Data extracts:
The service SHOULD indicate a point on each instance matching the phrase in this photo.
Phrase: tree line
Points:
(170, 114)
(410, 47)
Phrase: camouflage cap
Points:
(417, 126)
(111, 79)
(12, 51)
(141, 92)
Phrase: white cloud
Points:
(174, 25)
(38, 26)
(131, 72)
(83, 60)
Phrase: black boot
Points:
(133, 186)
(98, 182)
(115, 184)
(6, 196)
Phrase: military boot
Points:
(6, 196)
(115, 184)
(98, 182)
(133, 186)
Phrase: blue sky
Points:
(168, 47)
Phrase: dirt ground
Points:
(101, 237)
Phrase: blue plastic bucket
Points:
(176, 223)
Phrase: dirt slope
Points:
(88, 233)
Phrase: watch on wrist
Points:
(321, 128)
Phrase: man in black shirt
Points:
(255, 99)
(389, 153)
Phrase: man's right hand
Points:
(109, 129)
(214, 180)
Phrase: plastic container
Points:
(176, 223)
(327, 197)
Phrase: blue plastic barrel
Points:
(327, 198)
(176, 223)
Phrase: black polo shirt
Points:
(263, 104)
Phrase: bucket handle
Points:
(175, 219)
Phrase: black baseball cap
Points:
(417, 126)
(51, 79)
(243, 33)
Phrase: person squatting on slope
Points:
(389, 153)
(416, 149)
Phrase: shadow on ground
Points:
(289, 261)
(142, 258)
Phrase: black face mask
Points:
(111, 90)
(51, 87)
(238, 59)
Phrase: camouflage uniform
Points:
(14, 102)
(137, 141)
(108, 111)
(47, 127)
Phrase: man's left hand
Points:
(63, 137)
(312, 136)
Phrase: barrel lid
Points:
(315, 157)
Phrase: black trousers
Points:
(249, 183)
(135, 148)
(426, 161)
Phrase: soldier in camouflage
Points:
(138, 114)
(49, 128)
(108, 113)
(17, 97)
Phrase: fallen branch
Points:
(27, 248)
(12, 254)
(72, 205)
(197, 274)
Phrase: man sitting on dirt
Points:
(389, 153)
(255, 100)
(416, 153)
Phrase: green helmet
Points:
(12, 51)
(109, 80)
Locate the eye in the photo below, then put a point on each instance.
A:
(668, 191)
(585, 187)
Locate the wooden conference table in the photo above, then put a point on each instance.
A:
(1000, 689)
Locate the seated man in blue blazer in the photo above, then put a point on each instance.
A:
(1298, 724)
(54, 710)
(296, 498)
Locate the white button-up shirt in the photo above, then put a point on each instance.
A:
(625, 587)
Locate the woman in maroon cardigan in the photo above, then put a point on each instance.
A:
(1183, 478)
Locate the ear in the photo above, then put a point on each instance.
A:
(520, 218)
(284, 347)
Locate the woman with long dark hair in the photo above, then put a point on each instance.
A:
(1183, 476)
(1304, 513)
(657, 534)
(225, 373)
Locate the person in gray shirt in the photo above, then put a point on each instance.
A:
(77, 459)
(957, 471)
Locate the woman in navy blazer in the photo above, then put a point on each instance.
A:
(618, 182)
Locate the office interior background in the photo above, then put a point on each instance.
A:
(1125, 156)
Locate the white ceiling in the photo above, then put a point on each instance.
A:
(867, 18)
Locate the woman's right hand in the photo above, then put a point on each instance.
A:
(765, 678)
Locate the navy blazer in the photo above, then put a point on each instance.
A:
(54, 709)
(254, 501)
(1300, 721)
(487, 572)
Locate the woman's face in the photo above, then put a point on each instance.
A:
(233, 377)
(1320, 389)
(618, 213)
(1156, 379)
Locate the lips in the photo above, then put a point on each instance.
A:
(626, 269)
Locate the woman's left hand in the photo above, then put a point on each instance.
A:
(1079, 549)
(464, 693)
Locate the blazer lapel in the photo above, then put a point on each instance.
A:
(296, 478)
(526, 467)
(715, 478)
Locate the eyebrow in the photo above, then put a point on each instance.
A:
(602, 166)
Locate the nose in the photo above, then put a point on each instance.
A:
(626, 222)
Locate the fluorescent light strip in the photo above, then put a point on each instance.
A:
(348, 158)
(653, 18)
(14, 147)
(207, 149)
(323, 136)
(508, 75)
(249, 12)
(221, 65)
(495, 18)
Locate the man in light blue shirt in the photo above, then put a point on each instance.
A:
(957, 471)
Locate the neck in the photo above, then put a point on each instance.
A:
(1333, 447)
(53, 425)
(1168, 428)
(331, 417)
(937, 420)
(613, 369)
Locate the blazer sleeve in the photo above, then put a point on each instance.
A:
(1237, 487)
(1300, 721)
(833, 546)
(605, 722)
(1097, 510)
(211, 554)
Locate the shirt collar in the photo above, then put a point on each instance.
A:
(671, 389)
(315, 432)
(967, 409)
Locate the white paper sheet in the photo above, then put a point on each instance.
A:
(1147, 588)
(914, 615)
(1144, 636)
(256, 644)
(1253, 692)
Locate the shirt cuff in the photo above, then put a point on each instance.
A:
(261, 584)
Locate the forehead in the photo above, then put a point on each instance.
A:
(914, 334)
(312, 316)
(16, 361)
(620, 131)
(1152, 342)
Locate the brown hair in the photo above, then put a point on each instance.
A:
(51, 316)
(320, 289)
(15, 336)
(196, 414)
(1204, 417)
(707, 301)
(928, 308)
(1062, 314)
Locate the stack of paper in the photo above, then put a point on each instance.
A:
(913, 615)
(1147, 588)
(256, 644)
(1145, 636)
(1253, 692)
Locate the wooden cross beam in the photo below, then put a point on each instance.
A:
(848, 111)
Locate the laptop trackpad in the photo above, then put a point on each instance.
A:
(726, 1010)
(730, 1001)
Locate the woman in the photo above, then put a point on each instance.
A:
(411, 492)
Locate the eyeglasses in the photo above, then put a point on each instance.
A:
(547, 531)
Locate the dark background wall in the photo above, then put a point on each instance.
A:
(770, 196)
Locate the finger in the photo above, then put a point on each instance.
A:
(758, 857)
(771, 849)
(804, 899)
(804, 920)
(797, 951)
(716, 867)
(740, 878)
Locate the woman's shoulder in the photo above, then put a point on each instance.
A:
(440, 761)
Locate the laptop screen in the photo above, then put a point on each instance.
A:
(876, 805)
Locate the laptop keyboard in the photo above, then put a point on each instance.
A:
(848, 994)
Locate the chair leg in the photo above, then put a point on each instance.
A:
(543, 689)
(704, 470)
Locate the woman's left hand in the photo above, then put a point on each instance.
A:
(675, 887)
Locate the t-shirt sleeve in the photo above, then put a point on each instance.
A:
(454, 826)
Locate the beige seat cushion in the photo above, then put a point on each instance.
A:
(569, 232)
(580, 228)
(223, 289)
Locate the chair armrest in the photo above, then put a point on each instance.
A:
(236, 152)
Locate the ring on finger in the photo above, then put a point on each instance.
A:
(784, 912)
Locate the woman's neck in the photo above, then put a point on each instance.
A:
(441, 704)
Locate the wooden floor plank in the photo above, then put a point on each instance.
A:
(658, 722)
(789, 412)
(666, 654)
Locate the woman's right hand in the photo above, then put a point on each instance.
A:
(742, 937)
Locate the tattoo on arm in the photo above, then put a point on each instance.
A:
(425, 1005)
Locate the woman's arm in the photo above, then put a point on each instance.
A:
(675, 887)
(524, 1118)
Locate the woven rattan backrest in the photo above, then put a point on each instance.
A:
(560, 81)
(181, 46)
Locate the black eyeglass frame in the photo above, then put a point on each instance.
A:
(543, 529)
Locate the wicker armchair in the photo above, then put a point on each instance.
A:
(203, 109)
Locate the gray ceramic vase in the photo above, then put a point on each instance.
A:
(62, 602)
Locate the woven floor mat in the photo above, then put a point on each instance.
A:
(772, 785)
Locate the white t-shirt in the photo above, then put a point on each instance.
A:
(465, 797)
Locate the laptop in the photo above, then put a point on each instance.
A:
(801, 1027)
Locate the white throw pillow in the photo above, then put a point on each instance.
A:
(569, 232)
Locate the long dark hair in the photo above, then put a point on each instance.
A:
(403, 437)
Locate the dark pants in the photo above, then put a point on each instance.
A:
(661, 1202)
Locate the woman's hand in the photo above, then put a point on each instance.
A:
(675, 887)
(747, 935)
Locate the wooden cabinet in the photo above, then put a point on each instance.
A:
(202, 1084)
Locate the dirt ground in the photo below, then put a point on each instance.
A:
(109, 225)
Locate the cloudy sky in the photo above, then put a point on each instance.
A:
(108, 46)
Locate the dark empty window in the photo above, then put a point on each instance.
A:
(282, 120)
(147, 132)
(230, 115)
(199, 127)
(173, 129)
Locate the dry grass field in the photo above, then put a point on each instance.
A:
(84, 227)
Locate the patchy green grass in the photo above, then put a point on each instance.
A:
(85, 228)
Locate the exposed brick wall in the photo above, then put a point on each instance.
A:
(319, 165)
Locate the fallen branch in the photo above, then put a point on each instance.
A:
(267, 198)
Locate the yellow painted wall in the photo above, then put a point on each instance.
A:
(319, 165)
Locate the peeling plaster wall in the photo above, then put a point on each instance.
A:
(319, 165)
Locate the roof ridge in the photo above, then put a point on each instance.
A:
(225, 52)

Description of the task:
Note each line of the entries that has "plastic" in it, and copy those lines.

Answer section:
Phrase: blue plastic bucket
Phrase: plastic container
Phrase: blue plastic barrel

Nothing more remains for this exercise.